Dataset extract Start Marker
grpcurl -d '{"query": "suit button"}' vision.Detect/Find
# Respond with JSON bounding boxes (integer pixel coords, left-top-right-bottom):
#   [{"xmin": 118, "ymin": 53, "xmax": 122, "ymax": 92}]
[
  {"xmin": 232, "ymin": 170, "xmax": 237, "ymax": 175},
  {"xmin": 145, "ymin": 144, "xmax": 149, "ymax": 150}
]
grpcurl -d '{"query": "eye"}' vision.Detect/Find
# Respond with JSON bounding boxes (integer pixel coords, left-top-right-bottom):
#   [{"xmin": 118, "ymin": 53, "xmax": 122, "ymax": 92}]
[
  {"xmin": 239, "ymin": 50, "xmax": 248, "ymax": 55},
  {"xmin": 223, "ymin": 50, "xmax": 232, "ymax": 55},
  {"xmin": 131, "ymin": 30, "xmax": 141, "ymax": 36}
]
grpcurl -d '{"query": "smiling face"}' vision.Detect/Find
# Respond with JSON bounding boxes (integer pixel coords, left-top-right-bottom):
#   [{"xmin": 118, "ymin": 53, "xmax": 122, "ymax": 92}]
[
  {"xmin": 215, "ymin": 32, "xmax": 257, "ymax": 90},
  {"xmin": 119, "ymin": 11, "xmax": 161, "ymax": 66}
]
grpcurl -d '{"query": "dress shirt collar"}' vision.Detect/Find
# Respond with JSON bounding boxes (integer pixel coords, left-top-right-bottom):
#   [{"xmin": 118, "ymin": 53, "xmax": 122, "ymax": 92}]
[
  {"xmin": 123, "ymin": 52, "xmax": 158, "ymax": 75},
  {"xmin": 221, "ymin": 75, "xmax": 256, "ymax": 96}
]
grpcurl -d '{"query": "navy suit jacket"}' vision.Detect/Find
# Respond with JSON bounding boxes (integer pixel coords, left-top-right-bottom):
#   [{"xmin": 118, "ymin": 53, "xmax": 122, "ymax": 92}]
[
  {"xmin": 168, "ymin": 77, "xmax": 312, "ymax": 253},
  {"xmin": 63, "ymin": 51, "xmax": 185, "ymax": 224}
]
Dataset extract End Marker
- _Directions_: All the records, from start to finish, are to be repeated exactly.

- _Finished exercise_:
grpcurl -d '{"query": "suit button"}' vision.Detect/Find
# Respond with JSON bounding boxes (integer pixel coords, left-top-right-bottom):
#   [{"xmin": 118, "ymin": 53, "xmax": 122, "ymax": 92}]
[
  {"xmin": 232, "ymin": 170, "xmax": 237, "ymax": 175},
  {"xmin": 145, "ymin": 144, "xmax": 149, "ymax": 150}
]
grpcurl -d '{"query": "eye"}' vision.Detect/Find
# Respond with JSON bounding boxes (integer pixel coords, left-top-right-bottom):
#   [{"xmin": 118, "ymin": 53, "xmax": 122, "ymax": 92}]
[
  {"xmin": 239, "ymin": 50, "xmax": 248, "ymax": 55},
  {"xmin": 223, "ymin": 50, "xmax": 232, "ymax": 55},
  {"xmin": 131, "ymin": 30, "xmax": 141, "ymax": 36}
]
grpcurl -d '{"query": "smiling face"}' vision.Detect/Find
# Respond with JSON bounding boxes (integer pixel coords, left-top-right-bottom):
#   [{"xmin": 118, "ymin": 53, "xmax": 122, "ymax": 92}]
[
  {"xmin": 215, "ymin": 32, "xmax": 257, "ymax": 90},
  {"xmin": 119, "ymin": 11, "xmax": 161, "ymax": 66}
]
grpcurl -d '{"query": "dress shirt collar"}' vision.Detect/Find
# Respond with JSON bounding boxes (integer pixel coords, left-top-right-bottom):
#   [{"xmin": 118, "ymin": 53, "xmax": 122, "ymax": 92}]
[
  {"xmin": 123, "ymin": 52, "xmax": 158, "ymax": 75},
  {"xmin": 221, "ymin": 75, "xmax": 256, "ymax": 96}
]
grpcurl -d '{"query": "navy suit jacket"}' vision.Detect/Find
# Respond with JSON bounding boxes (integer pixel coords, left-top-right-bottom):
#   [{"xmin": 118, "ymin": 53, "xmax": 122, "ymax": 92}]
[
  {"xmin": 168, "ymin": 77, "xmax": 312, "ymax": 253},
  {"xmin": 63, "ymin": 51, "xmax": 185, "ymax": 224}
]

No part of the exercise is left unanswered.